Es común que las ideas terminen llevando a prácticas contradictorias con lo que se predica. Y en el caso de la derecha, es también obvio: la de hoy no es ni liberal ni conservadora



Rivera y Rajoy, en el Parlamento. (EFE)

Es curioso, porque está de moda ser crítico con la izquierda contemporánea, con su incapacidad para adaptarse a los tiempos, su dificultad para llegar a los votantes potenciales y para tener una relación sólida con la mayoría de la sociedad. Es un género literario muy cultivado, y al que me he sumado gustosamente en diversas ocasiones, sobre todo en lo que se refiere a la izquierda triunfante nacional. Pero lo mismo podría decirse de la derecha, y casi nadie lo cuenta. Quizá porque gobiernan muchos partidos de ese estrato ideológico en Occidente, y el éxito tapa las deficiencias, pero lo cierto es que los partidos de derechas tienen poco de derechas, si entendemos por eso la adhesión a las ideas que se supone que deberían defender.

Para empezar, ese lado conservador que se les presuponía cada vez es menor en la práctica: cuando un partido de derechas, como es el PP aquí, está en la oposición, no tiene ningún inconveniente en ratificar posturas culturales duras, como frente al aborto, las cuestiones de género, la defensa de la religión, los inmigrantes y demás. Pero cuando llega al poder, sus leyes no difieren esencialmente de las que impone un partido de centro izquierda. Hay matices que los separan, pero sus acciones están bastante lejos de lo que sus votantes culturalmente concienciados les exigen.

Las islas en la nada


Igual ocurre con el concepto patria. Si los partidos de derechas eran nacionalistas (mientras que los de izquierda decían ser internacionalistas), hoy la cosa es un poco diferente, porque todos los partidos de bien apuestan por la globalización, aunque eso suponga un problema para su país. El sentimiento nacionalista de la derecha española, en la práctica, solo se sostiene por los independentistas catalanes. Si ellos no existieran, y si no se diera esa tensión entre partes del Estado, la derecha quedaría como lo que es, un conjunto de gente que está pensando únicamente en hacer lo que se les dice desde las instituciones internacionales y desde los grandes centros de la inversión para que las cuentas cuadren a su gusto. Pueden decir que son españolistas porque se mantienen firmes frente a la amenaza de secesión, pero no porque estén realizando acciones que contribuyan a que nuestro país sea mejor: no hay industria, apenas hay agricultura o ganadería, las reservas de energía propia son ínfimas, y todo lo que han hecho ha sido empeorar esa situación. No es extraño que haya partes vacías de España, una suerte de islas en la nada, donde la gente subsiste de las pensiones o de los cuatro servicios que sus zonas de influencia demandan.

==*==

Tareas ->
**1)** ¿Qué asuntos cita el texto sobre la derecha como posturas culturales duras que el PP ratifica cuando está en la oposición?
**2)** Según el texto sobre la derecha, ¿por qué casi nadie cuenta las deficiencias de la derecha, aunque esté de moda criticar a la izquierda?
Usa únicamente el texto para responder.

==*==

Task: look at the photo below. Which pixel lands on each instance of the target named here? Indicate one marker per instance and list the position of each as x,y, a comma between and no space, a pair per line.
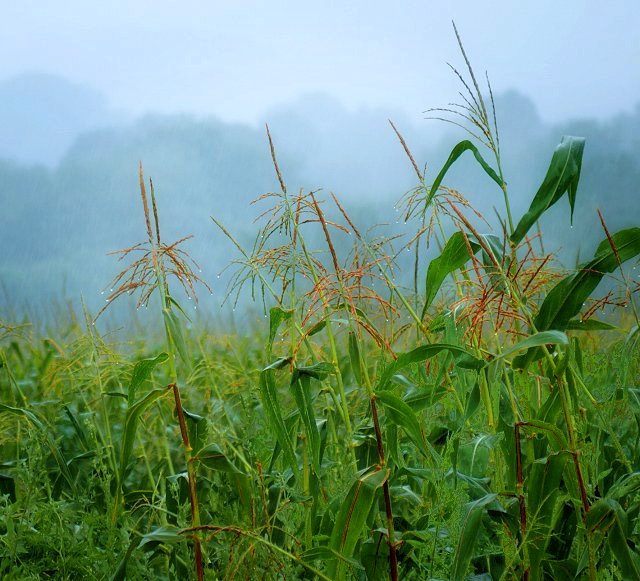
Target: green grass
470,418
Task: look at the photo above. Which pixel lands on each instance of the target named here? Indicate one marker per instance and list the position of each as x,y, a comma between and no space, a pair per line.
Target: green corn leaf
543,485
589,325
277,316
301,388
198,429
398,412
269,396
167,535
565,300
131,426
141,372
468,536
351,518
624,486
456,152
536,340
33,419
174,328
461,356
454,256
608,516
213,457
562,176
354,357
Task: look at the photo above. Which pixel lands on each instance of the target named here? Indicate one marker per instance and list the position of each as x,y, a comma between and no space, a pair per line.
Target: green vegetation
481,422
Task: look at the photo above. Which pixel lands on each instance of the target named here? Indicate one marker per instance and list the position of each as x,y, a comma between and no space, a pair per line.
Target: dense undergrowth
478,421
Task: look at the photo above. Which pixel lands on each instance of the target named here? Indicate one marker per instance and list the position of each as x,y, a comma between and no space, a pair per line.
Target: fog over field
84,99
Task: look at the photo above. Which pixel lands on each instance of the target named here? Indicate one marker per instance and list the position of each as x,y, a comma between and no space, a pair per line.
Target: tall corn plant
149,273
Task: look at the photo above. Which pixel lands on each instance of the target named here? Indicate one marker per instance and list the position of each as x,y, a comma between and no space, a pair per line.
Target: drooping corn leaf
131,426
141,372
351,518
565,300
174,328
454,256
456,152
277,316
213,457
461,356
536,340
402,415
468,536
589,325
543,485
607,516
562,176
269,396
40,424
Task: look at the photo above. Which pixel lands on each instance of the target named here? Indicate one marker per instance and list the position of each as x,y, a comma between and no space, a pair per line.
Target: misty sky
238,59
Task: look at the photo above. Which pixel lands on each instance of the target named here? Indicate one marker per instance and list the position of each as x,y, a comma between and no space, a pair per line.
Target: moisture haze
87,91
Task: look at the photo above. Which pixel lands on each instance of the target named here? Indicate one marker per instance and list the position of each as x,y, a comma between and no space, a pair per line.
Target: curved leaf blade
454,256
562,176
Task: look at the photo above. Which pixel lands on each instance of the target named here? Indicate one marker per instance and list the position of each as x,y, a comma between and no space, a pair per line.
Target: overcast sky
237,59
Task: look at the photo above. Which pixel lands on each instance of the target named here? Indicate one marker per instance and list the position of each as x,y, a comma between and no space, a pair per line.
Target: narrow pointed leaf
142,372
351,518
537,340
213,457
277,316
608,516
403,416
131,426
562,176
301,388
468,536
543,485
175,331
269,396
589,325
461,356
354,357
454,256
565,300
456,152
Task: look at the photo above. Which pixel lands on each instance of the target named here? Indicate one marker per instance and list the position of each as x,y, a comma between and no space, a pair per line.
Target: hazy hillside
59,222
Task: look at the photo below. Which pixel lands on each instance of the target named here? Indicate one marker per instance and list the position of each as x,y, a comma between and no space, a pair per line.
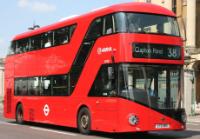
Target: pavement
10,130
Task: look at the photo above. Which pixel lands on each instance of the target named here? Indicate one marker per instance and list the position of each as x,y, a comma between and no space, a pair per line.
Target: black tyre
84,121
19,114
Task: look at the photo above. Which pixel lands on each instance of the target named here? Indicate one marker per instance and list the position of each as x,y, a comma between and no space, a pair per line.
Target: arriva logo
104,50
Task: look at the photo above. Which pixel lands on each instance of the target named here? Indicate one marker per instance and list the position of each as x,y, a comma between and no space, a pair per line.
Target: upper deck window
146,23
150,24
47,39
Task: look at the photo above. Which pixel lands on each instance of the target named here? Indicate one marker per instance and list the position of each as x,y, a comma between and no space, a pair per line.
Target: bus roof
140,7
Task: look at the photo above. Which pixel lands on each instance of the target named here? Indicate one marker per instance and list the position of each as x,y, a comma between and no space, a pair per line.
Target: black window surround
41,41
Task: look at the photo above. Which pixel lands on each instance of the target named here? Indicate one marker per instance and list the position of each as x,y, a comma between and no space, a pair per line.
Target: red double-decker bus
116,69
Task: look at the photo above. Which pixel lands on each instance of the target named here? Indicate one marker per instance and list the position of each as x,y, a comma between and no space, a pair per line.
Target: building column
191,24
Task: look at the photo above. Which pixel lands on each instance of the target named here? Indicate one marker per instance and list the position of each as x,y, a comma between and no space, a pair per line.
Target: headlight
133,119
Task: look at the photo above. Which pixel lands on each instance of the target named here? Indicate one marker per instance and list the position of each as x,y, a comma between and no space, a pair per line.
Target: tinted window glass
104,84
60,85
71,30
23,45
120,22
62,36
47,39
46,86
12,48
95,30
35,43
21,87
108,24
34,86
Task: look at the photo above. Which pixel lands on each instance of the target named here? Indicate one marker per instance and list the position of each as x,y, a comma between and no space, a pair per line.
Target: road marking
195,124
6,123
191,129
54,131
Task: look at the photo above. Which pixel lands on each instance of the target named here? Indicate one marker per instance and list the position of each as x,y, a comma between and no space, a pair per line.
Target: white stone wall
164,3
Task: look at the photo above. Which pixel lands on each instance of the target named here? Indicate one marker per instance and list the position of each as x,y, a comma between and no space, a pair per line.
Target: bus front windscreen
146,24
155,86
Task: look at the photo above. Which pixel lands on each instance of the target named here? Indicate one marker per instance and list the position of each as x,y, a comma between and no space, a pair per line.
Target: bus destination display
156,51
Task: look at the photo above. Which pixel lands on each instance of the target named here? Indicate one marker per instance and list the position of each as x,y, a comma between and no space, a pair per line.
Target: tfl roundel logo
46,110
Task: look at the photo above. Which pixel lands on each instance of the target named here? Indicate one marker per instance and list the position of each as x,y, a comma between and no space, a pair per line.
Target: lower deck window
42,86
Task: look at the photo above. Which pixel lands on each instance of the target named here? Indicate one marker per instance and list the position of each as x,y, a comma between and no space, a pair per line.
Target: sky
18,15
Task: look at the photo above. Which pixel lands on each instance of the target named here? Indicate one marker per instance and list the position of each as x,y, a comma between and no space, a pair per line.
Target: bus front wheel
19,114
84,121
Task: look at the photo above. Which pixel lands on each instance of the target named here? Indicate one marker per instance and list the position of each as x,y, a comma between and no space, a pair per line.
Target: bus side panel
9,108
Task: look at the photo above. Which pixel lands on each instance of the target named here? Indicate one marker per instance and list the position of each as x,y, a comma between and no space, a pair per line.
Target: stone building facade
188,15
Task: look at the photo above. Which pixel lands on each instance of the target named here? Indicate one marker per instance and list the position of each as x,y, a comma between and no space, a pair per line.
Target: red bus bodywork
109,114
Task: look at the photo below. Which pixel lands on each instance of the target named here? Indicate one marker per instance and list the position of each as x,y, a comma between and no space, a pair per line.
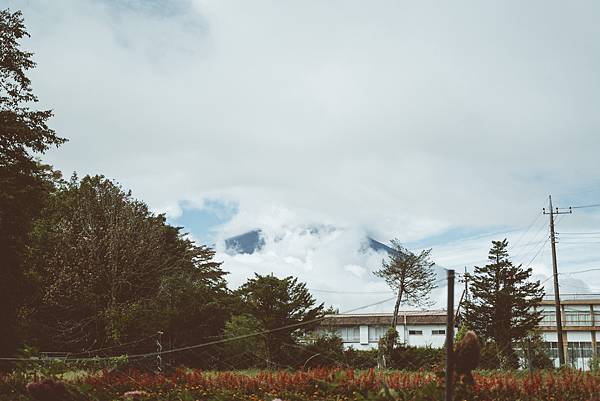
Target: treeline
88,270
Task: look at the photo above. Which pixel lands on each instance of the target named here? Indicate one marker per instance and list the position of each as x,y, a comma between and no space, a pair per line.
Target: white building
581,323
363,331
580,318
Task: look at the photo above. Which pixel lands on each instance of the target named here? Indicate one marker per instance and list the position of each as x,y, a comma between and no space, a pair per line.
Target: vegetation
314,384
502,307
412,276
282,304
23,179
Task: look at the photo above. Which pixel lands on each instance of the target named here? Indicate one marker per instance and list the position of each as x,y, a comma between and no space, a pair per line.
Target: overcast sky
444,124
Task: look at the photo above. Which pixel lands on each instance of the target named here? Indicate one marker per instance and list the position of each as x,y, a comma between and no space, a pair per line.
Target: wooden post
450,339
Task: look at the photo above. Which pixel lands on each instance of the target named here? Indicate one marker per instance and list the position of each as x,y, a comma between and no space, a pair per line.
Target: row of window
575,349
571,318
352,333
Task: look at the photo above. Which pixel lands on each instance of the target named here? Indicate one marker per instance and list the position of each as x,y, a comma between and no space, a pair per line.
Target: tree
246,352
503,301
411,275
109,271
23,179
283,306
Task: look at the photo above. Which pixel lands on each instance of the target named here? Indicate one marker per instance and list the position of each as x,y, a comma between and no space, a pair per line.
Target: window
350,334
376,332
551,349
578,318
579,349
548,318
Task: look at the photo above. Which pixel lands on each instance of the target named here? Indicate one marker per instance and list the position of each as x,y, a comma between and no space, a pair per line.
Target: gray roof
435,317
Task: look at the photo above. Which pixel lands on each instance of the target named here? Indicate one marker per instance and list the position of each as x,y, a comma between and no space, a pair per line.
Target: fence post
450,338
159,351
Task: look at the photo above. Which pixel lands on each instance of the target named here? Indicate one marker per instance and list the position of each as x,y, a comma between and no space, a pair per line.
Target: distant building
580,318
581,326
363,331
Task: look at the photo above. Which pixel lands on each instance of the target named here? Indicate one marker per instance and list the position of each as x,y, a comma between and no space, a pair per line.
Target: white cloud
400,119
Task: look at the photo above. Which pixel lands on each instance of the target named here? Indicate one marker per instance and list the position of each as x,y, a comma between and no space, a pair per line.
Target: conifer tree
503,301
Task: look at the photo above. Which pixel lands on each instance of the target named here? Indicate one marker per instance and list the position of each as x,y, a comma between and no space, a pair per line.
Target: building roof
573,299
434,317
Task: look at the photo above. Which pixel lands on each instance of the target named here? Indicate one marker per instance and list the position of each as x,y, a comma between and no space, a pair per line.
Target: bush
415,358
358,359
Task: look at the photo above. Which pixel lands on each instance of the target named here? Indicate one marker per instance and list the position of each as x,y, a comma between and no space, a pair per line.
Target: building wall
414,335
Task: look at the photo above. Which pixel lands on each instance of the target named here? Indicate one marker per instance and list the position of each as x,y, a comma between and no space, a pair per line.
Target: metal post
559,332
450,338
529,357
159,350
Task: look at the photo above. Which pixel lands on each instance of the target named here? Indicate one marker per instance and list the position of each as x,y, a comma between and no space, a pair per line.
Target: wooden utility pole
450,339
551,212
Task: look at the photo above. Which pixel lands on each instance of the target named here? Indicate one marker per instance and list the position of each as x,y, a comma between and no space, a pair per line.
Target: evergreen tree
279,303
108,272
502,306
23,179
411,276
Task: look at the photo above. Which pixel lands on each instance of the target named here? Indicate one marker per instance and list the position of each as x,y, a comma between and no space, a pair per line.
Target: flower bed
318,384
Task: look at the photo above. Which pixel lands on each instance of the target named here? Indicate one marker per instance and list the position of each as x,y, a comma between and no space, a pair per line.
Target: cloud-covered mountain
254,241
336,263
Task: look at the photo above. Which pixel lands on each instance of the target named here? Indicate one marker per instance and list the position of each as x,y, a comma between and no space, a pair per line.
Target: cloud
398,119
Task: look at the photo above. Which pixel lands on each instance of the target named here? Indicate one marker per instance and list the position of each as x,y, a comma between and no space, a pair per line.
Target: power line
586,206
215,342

==*==

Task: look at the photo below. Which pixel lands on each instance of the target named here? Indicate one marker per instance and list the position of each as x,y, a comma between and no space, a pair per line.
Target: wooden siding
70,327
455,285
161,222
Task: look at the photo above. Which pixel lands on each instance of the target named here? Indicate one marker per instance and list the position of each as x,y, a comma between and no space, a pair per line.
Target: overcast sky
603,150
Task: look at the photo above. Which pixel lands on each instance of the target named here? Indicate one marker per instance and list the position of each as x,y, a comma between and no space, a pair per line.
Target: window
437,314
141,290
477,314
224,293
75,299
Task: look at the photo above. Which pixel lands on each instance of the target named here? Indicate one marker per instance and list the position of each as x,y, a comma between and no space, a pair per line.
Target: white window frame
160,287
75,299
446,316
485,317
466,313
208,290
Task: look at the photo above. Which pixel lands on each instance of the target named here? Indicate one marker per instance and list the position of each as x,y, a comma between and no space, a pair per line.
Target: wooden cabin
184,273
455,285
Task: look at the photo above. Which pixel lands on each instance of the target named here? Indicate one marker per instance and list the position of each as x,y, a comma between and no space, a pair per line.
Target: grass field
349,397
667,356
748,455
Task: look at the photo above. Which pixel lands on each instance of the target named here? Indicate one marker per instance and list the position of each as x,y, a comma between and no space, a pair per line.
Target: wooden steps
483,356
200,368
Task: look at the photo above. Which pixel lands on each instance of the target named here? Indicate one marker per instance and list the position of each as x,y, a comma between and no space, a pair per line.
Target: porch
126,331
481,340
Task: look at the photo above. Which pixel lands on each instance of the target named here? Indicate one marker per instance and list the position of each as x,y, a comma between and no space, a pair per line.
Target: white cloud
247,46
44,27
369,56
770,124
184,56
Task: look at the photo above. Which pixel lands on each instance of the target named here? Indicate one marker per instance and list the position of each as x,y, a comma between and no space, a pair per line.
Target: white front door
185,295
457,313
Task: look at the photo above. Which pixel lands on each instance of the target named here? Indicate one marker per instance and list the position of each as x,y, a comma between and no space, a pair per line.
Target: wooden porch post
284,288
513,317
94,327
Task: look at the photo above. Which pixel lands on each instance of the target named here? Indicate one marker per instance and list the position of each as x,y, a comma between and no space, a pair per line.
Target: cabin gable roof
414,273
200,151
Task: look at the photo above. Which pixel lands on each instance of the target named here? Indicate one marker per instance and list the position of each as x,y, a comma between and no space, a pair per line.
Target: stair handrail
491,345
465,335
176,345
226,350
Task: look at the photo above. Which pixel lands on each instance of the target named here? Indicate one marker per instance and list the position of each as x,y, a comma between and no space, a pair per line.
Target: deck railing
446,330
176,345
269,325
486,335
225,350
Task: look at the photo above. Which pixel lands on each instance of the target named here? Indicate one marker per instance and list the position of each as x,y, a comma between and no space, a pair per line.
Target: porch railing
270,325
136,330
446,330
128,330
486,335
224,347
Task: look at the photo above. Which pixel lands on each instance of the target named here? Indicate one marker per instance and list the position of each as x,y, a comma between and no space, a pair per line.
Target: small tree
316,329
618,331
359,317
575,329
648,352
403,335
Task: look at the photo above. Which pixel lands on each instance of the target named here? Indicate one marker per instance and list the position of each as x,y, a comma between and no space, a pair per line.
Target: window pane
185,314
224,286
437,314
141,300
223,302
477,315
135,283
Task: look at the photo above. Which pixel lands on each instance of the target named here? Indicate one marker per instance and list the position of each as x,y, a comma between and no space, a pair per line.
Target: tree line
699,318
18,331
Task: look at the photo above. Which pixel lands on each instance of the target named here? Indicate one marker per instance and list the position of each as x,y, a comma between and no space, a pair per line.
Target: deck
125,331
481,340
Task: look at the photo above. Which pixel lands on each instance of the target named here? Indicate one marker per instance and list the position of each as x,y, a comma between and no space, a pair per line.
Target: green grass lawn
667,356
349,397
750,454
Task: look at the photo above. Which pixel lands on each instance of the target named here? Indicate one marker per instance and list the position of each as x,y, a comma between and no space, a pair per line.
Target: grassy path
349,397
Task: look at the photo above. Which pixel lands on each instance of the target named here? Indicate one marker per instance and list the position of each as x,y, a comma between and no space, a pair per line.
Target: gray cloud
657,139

==*==

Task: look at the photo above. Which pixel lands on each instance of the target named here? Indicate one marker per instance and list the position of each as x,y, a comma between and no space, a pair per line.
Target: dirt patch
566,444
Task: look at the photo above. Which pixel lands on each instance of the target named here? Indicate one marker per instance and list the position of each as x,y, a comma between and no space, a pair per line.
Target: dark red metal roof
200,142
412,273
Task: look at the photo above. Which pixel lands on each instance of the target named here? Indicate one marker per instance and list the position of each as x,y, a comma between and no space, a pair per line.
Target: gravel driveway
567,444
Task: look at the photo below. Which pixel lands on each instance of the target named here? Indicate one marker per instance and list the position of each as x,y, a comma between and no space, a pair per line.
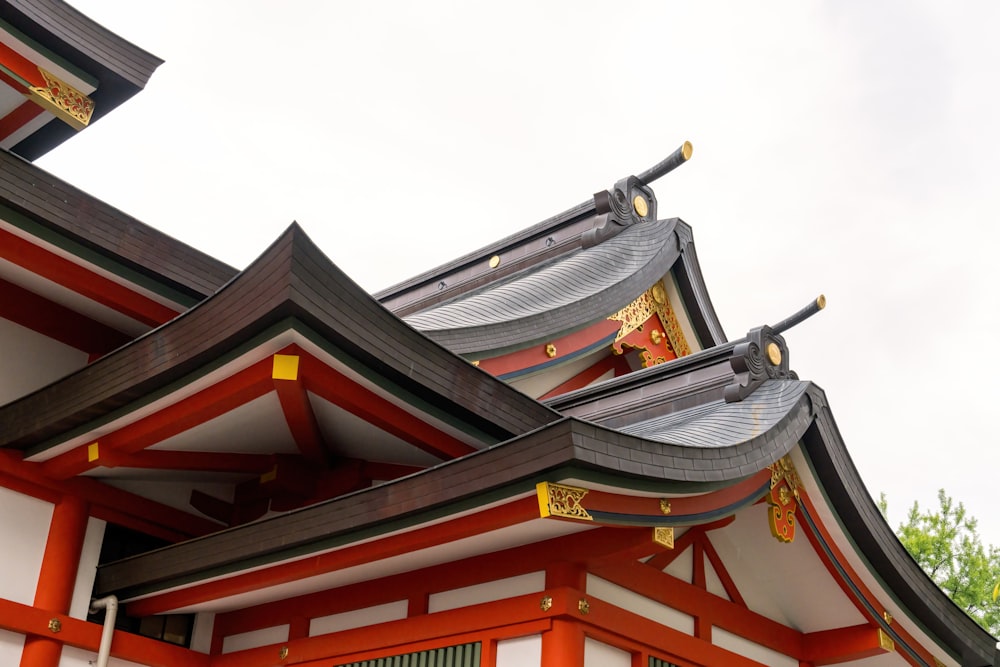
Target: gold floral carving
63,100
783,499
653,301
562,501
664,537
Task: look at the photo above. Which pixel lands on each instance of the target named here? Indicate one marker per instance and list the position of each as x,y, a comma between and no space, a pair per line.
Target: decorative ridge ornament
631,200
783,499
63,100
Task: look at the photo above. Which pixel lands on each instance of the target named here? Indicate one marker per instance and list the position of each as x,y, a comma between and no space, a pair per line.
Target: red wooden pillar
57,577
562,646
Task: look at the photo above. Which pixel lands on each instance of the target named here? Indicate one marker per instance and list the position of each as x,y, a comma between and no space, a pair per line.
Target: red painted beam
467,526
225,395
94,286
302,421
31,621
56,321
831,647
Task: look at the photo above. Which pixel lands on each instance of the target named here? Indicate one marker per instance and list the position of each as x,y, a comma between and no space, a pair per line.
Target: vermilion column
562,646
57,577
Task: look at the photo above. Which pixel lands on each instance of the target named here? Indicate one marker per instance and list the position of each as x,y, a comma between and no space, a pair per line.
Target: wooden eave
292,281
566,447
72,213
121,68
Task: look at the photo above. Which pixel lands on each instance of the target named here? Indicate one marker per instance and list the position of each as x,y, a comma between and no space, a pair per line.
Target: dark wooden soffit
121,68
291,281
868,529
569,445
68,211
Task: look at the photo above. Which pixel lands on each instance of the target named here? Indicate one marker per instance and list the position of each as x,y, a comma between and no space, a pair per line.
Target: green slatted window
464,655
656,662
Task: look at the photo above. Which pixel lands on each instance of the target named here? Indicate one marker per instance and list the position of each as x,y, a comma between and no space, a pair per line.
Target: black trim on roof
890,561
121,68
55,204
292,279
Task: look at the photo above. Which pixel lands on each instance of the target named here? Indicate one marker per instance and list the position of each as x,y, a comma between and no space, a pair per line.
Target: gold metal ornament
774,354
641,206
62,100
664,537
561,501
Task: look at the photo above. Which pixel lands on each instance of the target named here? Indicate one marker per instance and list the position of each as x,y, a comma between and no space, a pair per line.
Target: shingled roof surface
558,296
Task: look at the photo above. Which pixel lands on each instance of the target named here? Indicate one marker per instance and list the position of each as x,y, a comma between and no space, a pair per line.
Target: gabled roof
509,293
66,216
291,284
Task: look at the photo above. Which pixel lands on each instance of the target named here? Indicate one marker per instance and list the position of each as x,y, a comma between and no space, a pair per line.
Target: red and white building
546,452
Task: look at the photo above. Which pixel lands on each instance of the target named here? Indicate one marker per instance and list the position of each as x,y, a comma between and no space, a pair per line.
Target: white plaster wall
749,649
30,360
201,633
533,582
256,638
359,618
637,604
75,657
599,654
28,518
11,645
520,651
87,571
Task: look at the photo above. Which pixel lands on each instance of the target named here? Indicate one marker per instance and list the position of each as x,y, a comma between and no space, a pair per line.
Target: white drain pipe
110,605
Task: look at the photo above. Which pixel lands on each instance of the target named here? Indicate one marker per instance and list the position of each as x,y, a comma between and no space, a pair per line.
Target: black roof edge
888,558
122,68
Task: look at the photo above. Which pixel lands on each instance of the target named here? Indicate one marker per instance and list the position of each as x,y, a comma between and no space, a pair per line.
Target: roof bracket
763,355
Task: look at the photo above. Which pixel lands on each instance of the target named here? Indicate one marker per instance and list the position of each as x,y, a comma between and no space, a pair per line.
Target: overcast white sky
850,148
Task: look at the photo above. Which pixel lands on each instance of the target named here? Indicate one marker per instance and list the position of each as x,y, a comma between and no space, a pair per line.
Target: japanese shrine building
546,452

==*==

Respuestas del ejercicio ->
**1)** El aborto, las cuestiones de género, la defensa de la religión y los inmigrantes.

**2)** Quizá porque en Occidente gobiernan muchos partidos de ese estrato ideológico, y el éxito tapa las deficiencias.